→ TASK SET:
A. Answer these questions about the quartic B-spline passage:
(i) What does l stand for in this paper?
(ii) What does Fig. 2 show?
(iii) What value of t is substituted into Eq.(6)?
B. List every value of k that the quartic B-spline passage gives for the unknown B-spline coefficient vectors C_k^i.
C. Write the next portion of the quartic B-spline passage, picking up after its final line.

A family of quartic B-splines curves in a piecewise form

Then, by implementation of uniform quartic B-spline interpolation within any time subinterval \(I_{i}\equiv [t_{i},t_{i+1}]\), we have [21]

$$\begin{aligned} {\varvec{u}}^{(l)}(t)=\sum \nolimits _{k=-4}^0 {B_{i+k,4}^{\left( l \right) }(t)} {\varvec{C}}_{k}^{i}, \quad t\in I_{i} \end{aligned}$$

(6)

Here, for the convenience of definition, l in this paper is the order of derivative, \({\varvec{C}}_{k}^{i} (k=-4,-3,-2,-1,0)\) is the kth unknown B-spline coefficients vector corresponding to any time subinterval \(I_{i}\). In Fig. 2, the usable piecewise B-spline functions for quartic B-spline interpolation within any time interval \(I_{i}\) are displayed.

Fig. 2

Piecewise quartic B-spline functions within any interpolation interval \(t\in [t_{i},t_{i+1}]\)

By substituting \(t=t_{i}\) into Eq.(6), \({\varvec{u}}^{(l)}\left( t_{i} \right) \) \((l=0,1,,2,3)\) (i.e., \({\varvec{u}}\left( t_{i} \right) \), \(\dot{{\varvec{u}}}\left( t_{i} \right) \), \(\ddot{{\varvec{u}}}\left( t_{i} \right) \) and \(\dddot{{\varvec{u}}}\left( t_{i}^{+} \right) )\), can be expressed as

$$\begin{aligned} \left[ {\begin{array}{l} {\varvec{u}}\left( t_{i} \right) \\ (\Delta t)\cdot \dot{{\varvec{u}}}\left( t_{i} \right) \\ {(\Delta t)}^{(2)}\cdot \ddot{{\varvec{u}}}\left( t_{i} \right) \\ {(\Delta t)}^{(3)}\cdot \dddot{{\varvec{u}}}\left( t_{i}^{+} \right) \\ \end{array}} \right] ={\varvec{Q}}\otimes {\varvec{I}}{\cdot }\left[ {\begin{array}{l} {\varvec{C}}_{-4}^{i} \\ {\varvec{C}}_{-3}^{i} \\ {\varvec{C}}_{-2}^{i} \\ {\varvec{C}}_{-1}^{i} \\ \end{array}} \right] \end{aligned}$$

(7)

→ EXTRACTED RECORDS:

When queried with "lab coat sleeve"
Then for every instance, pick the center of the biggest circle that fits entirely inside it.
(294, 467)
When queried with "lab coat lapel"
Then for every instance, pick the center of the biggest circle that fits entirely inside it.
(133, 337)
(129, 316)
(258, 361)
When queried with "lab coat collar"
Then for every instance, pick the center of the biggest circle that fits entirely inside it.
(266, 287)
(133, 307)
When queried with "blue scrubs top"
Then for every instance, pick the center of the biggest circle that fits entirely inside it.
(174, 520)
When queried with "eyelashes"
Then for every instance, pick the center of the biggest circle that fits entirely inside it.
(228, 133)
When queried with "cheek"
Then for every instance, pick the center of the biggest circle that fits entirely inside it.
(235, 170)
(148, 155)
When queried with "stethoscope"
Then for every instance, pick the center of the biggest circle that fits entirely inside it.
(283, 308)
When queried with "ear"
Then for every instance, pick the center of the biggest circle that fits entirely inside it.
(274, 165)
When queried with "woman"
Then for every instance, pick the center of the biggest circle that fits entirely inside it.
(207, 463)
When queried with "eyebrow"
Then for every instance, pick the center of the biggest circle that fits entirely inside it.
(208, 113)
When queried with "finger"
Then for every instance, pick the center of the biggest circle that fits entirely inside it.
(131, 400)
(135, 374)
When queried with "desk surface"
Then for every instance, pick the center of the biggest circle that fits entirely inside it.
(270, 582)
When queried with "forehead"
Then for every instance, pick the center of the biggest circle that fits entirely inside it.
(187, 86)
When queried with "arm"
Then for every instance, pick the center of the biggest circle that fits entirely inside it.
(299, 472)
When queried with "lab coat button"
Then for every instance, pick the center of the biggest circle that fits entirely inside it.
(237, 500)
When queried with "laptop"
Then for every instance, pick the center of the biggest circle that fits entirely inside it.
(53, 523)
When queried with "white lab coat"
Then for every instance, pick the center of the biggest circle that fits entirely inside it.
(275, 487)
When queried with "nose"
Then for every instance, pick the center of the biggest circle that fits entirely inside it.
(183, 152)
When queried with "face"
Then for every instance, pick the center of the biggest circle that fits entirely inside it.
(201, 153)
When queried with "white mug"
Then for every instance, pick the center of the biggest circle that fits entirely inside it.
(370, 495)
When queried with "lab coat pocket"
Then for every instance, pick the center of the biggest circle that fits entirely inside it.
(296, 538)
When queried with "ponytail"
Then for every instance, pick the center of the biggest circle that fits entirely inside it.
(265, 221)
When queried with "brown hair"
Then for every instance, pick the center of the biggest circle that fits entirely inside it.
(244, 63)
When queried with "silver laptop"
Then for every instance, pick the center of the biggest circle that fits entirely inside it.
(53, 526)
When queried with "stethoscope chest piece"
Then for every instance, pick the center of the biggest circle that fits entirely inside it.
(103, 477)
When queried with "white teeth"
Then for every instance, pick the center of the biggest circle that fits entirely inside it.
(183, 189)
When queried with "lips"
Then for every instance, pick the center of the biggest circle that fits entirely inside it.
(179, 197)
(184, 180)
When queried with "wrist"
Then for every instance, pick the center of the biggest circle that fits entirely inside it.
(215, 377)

→ FINAL ANSWERS:
A.
(i) The order of derivative.
(ii) The usable piecewise B-spline functions for quartic B-spline interpolation within any time interval I_i.
(iii) t = t_i.

B. -4, -3, -2, -1, 0

C.
where \(\dddot{{\varvec{u}}}\left( t_{i}^{+} \right) \) is the third right derivative of \({\varvec{u}}\) at \({t=t}_{i}\). \({\varvec{C}}_{-4}^{i}\), \({\varvec{C}}_{-3}^{i}\), \({\varvec{C}}_{-2}^{i}\) and \({\varvec{C}}_{-1}^{i}\) are the unknown B-spline coefficients vector of size \(N\times 1\), \({\varvec{I}}\) is the identity matrix of size \(N\times N\). The constant matrix \({\varvec{Q}}\) is expressed as

$$\begin{aligned} {\varvec{Q}}=\left[ {\begin{array}{llll} \frac{1}{24} &{}\quad \frac{11}{24} &{}\quad \frac{11}{24} &{}\quad \frac{1}{24}\\ -\frac{1}{6} &{}\quad -\frac{1}{2} &{}\quad \frac{1}{2} &{}\quad \frac{1}{6}\\ \frac{1}{2} &{}\quad -\frac{1}{2} &{}\quad -\frac{1}{2} &{}\quad \frac{1}{2}\\ -1 &{}\quad 3 &{}\quad -3 &{}\quad 1 \\ \end{array} } \right] \end{aligned}$$

(8)

In Eq.(7), the right derivative \(\dddot{{\varvec{u}}}\left( t_{i}^{+} \right) \) is determined by

$$\begin{aligned} \dddot{{\varvec{u}}}\left( t_{i}^{+} \right) ={\varvec{M}}^{-1}({\varvec{f}}^{\left( 1 \right) }\left( t_{i}^{+} \right) -{\varvec{D}}\ddot{{\varvec{u}}}\left( t_{i} \right) -{\varvec{K}}\dot{{\varvec{u}}}\left( t_{i} \right) ) \end{aligned}$$

(9)

Similar to Eq.(3), \(\dot{{\varvec{f}}}\left( t_{i}^{+} \right) \) is approximated as

$$\begin{aligned} \dot{{\varvec{f}}}\left( t_{i}^{+} \right) =\frac{-{11}{\varvec{f}}\left( t_{i} \right) +{18}{\varvec{f}}\left( t_{i+1/3} \right) -{9}{\varvec{f}}\left( t_{i+2/3} \right) +{2}{\varvec{f}}\left( t_{i+1} \right) }{2\Delta t} \end{aligned}$$

(10)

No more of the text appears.